Riproduci fedelmente, riga per riga, tutto il materiale qui sotto. Lascia fuori dalla risposta le immagini.

════

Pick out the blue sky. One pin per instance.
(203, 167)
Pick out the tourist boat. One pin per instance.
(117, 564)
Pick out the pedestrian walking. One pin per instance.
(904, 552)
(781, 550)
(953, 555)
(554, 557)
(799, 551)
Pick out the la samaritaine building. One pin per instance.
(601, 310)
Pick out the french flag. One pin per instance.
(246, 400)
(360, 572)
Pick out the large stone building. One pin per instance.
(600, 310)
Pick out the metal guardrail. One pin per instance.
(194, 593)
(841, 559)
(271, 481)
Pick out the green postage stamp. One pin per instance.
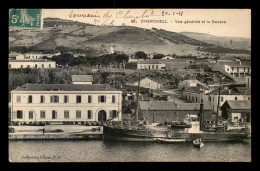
(25, 18)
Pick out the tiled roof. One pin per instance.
(149, 62)
(157, 105)
(244, 90)
(193, 106)
(192, 89)
(224, 92)
(239, 104)
(164, 105)
(65, 87)
(35, 60)
(82, 78)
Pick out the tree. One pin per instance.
(140, 55)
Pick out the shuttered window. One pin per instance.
(78, 99)
(89, 114)
(78, 114)
(18, 99)
(42, 99)
(113, 99)
(54, 99)
(89, 99)
(54, 114)
(102, 99)
(19, 114)
(30, 115)
(66, 114)
(30, 99)
(42, 114)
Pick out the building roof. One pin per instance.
(237, 64)
(65, 87)
(192, 106)
(224, 91)
(35, 60)
(151, 61)
(193, 89)
(165, 105)
(157, 105)
(82, 78)
(239, 104)
(244, 90)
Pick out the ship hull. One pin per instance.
(120, 134)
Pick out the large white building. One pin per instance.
(32, 103)
(32, 64)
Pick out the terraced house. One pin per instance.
(76, 103)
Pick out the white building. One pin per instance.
(239, 93)
(82, 79)
(236, 69)
(32, 103)
(150, 65)
(32, 64)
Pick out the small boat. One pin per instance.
(169, 140)
(198, 143)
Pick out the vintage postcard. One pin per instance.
(129, 85)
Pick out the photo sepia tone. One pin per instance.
(129, 85)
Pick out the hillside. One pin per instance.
(76, 35)
(231, 42)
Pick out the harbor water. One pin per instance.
(111, 151)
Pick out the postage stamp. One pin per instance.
(25, 18)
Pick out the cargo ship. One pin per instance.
(140, 132)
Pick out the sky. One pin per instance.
(218, 22)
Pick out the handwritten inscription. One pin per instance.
(108, 18)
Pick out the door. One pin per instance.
(102, 115)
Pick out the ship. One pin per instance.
(140, 132)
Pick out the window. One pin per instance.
(78, 114)
(30, 99)
(113, 99)
(66, 114)
(30, 115)
(55, 99)
(18, 99)
(54, 114)
(102, 99)
(112, 113)
(89, 114)
(78, 99)
(42, 99)
(19, 114)
(89, 99)
(42, 114)
(66, 99)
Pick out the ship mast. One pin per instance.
(137, 100)
(218, 104)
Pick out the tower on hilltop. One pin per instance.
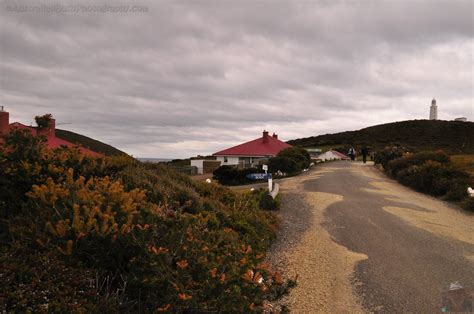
(433, 110)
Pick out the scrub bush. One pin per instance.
(111, 234)
(431, 173)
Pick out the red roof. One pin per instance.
(258, 147)
(335, 152)
(56, 142)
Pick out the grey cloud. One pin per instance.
(195, 77)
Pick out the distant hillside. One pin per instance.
(452, 137)
(88, 142)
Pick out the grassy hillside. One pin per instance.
(450, 136)
(88, 142)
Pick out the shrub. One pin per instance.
(385, 156)
(122, 236)
(407, 160)
(298, 154)
(229, 175)
(283, 164)
(431, 173)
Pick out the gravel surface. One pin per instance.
(304, 249)
(360, 242)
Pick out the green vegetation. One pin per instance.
(415, 135)
(290, 161)
(428, 172)
(229, 175)
(89, 143)
(464, 162)
(108, 234)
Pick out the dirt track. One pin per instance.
(361, 242)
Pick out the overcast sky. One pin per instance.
(195, 77)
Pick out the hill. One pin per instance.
(417, 135)
(89, 143)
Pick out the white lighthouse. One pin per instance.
(433, 110)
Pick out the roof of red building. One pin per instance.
(56, 142)
(335, 152)
(256, 147)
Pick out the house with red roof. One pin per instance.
(50, 133)
(332, 155)
(250, 153)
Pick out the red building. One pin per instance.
(50, 133)
(250, 153)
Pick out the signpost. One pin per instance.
(262, 176)
(259, 176)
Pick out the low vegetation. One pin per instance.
(89, 143)
(433, 173)
(111, 234)
(414, 135)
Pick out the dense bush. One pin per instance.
(230, 175)
(427, 172)
(283, 164)
(386, 155)
(111, 234)
(290, 161)
(408, 159)
(267, 202)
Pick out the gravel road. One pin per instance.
(360, 242)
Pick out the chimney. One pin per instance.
(52, 128)
(265, 136)
(4, 121)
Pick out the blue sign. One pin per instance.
(259, 176)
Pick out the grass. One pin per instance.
(414, 135)
(464, 162)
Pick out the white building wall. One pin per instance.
(329, 156)
(231, 160)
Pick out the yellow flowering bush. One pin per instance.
(126, 236)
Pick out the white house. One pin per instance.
(332, 155)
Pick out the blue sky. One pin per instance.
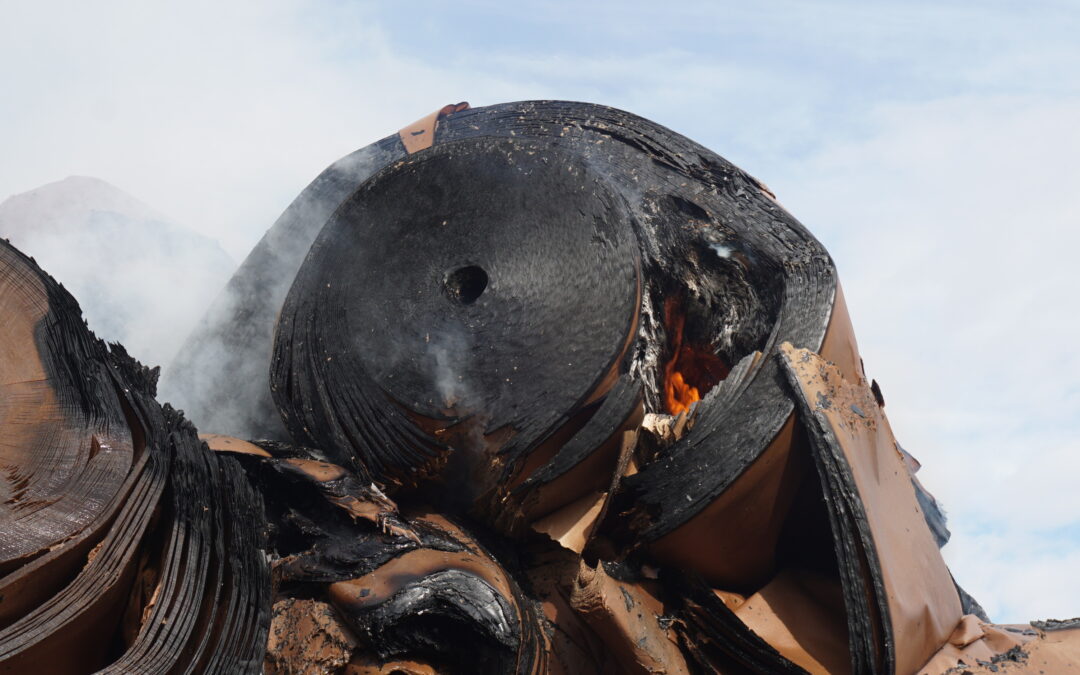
(931, 146)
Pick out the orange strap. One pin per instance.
(420, 135)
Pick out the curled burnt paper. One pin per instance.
(532, 388)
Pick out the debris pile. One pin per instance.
(552, 389)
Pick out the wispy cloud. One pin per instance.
(930, 145)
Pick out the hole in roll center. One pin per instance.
(466, 284)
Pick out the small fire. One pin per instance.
(691, 369)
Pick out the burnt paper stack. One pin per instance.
(126, 544)
(535, 388)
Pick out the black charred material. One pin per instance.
(455, 266)
(180, 525)
(494, 280)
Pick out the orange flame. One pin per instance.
(691, 369)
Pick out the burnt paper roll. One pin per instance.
(484, 288)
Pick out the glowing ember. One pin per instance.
(691, 369)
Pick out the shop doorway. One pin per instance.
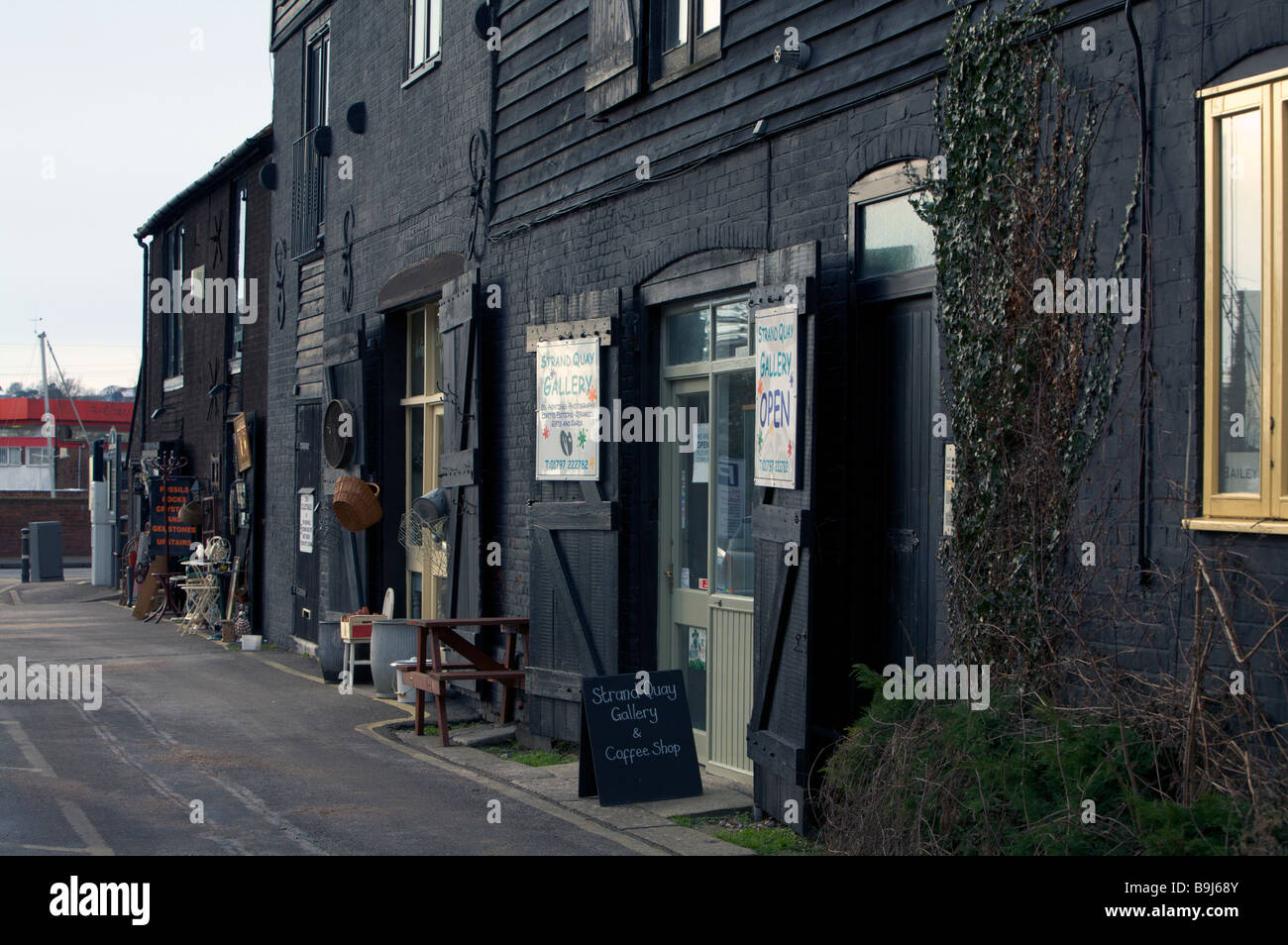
(901, 408)
(706, 551)
(308, 432)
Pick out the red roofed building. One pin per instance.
(25, 469)
(24, 458)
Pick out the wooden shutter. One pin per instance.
(458, 323)
(575, 550)
(778, 731)
(613, 55)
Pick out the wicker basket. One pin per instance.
(356, 503)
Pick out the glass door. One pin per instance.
(687, 578)
(706, 557)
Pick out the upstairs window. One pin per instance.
(684, 34)
(425, 35)
(308, 180)
(1244, 451)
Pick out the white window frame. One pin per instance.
(425, 24)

════

§ **Soluzione**
Pick out the blue sky. One pin per instance.
(203, 167)
Pick out the tourist boat. One pin per instance.
(117, 564)
Pick out the pedestrian walking. One pin per instance.
(904, 552)
(781, 550)
(953, 555)
(554, 557)
(799, 551)
Pick out the la samaritaine building. One pin per instance.
(601, 310)
Pick out the french flag. One pin per instance.
(246, 400)
(360, 572)
Pick out the large stone building. One pin per instance.
(600, 310)
Pick out the metal guardrail. One pin per instance.
(194, 593)
(841, 559)
(271, 481)
Pick out the green postage stamp. One pin per instance.
(25, 18)
Pick out the tiled roof. One pin per instance.
(149, 62)
(157, 105)
(244, 90)
(193, 106)
(192, 89)
(224, 92)
(239, 104)
(164, 105)
(65, 87)
(35, 60)
(82, 78)
Pick out the tree. One pin per instance.
(140, 55)
Pick out the shuttered window. One pin per instance.
(78, 99)
(89, 114)
(78, 114)
(18, 99)
(42, 99)
(113, 99)
(54, 99)
(89, 99)
(54, 114)
(102, 99)
(19, 114)
(30, 115)
(66, 114)
(30, 99)
(42, 114)
Pick out the building roof. One pin per instance.
(237, 64)
(65, 87)
(192, 106)
(224, 91)
(35, 60)
(151, 61)
(193, 89)
(165, 105)
(157, 105)
(82, 78)
(239, 104)
(244, 90)
Pick out the ship hull. One pin per instance.
(120, 134)
Pick out the large white building. One pin per instance.
(32, 103)
(32, 64)
Pick out the terraced house. One pin per instance.
(76, 103)
Pick out the white building. One pin per instance.
(239, 93)
(82, 79)
(236, 69)
(32, 103)
(150, 65)
(32, 64)
Pick out the small boat. One pin per instance.
(169, 140)
(198, 143)
Pick out the vintage postcard. One pin per instance.
(129, 85)
Pick out the photo sepia tone. One pin per instance.
(129, 85)
Pick out the hillside. One pin per instance.
(76, 35)
(231, 42)
Pick out the harbor water. One pin per instance.
(111, 151)
Pick out the postage stamp. One pin per instance.
(25, 18)
Pick out the cargo ship. One pin per instance.
(140, 132)
Pick out the sky. One pin per instance.
(218, 22)
Pick out the handwritten inscription. One pin per instance.
(108, 18)
Pick out the door. One pin per instance.
(102, 115)
Pick out the ship. One pin per instance.
(140, 132)
Pick out the window. One pin per instance.
(78, 114)
(30, 99)
(113, 99)
(66, 114)
(30, 115)
(55, 99)
(18, 99)
(54, 114)
(102, 99)
(112, 113)
(89, 114)
(78, 99)
(42, 99)
(19, 114)
(89, 99)
(42, 114)
(66, 99)
Pick out the ship mast. One pin per instance.
(137, 100)
(218, 104)
Pick out the tower on hilltop. One pin per instance.
(433, 110)
Pick out the scrub bush. One pin per instance.
(111, 234)
(431, 173)
Pick out the red roof. One pin per instance.
(258, 147)
(335, 152)
(56, 142)
Pick out the grey cloud. One pin per instance.
(195, 77)
Pick out the distant hillside. One pin per instance.
(452, 137)
(88, 142)
Pick out the grassy hillside. One pin per instance.
(450, 136)
(88, 142)
Pick out the shrub. One pin per instance.
(385, 156)
(122, 236)
(407, 160)
(298, 154)
(229, 175)
(283, 164)
(431, 173)
Pick out the gravel surface. One pin per instance.
(304, 249)
(360, 242)
Pick out the green vegetation. One pin per instance.
(415, 135)
(290, 161)
(428, 172)
(229, 175)
(89, 143)
(464, 162)
(108, 234)
Pick out the dirt track. One pin per instance.
(361, 242)
Pick out the overcast sky. One pin per instance.
(195, 77)
Pick out the hill. One pin per instance.
(417, 135)
(89, 143)
Pick out the white lighthouse. One pin per instance.
(433, 110)
Pick out the roof of red building. One pin per instance.
(56, 142)
(335, 152)
(256, 147)
Pick out the house with red roof. One pin per instance.
(50, 133)
(332, 155)
(250, 153)
Pick out the red building. One pin per instance.
(50, 133)
(250, 153)
Pick out the signpost. One pin per instance.
(262, 176)
(259, 176)
Pick out the low vegetation. One pin per instance.
(89, 143)
(433, 173)
(111, 234)
(414, 135)
Pick out the dense bush. One pin per instance.
(230, 175)
(427, 172)
(283, 164)
(386, 155)
(111, 234)
(290, 161)
(408, 159)
(267, 202)
Pick out the gravel road. One pin per instance.
(360, 242)
Pick out the chimney. One pin per instance.
(52, 128)
(265, 136)
(4, 121)
Pick out the blue sign. One pin per instance.
(259, 176)
Pick out the grass. One pin per instance.
(414, 135)
(464, 162)
Pick out the white building wall. One pin per instance.
(329, 156)
(231, 160)
Pick out the yellow flowering bush. One pin per instance.
(126, 236)
Pick out the white house. One pin per instance.
(332, 155)
Pick out the blue sky. One pin per instance.
(931, 146)
Pick out the orange strap. One pin per instance.
(420, 135)
Pick out the curled burnt paper. One pin per instance.
(532, 388)
Pick out the debris pile. One pin per instance.
(552, 389)
Pick out the wispy cloud. One pin per instance.
(930, 145)
Pick out the hole in roll center. One pin per instance.
(466, 284)
Pick out the small fire. One pin per instance.
(691, 369)
Pick out the burnt paper stack. One pin per instance.
(126, 544)
(535, 388)
Pick out the black charred material. One pin per instance.
(455, 266)
(180, 525)
(494, 280)
Pick out the orange flame. One pin per instance.
(691, 369)
Pick out the burnt paper roll. One pin per instance.
(484, 288)
Pick out the glowing ember. One pin per instance.
(691, 369)
Pick out the shop doorway. One pin per instance.
(901, 408)
(706, 551)
(308, 432)
Pick out the red roofed building. One pin per instance.
(25, 469)
(24, 458)
Pick out the wooden shutter. One pin per instance.
(458, 323)
(575, 550)
(778, 731)
(613, 55)
Pick out the wicker basket. One pin per instance.
(356, 503)
Pick out the glass door. One pin per instance.
(687, 578)
(706, 557)
Pick out the upstairs window. One pin per instance.
(684, 34)
(425, 35)
(308, 180)
(1244, 451)
Pick out the white window frame. One pin per instance.
(425, 24)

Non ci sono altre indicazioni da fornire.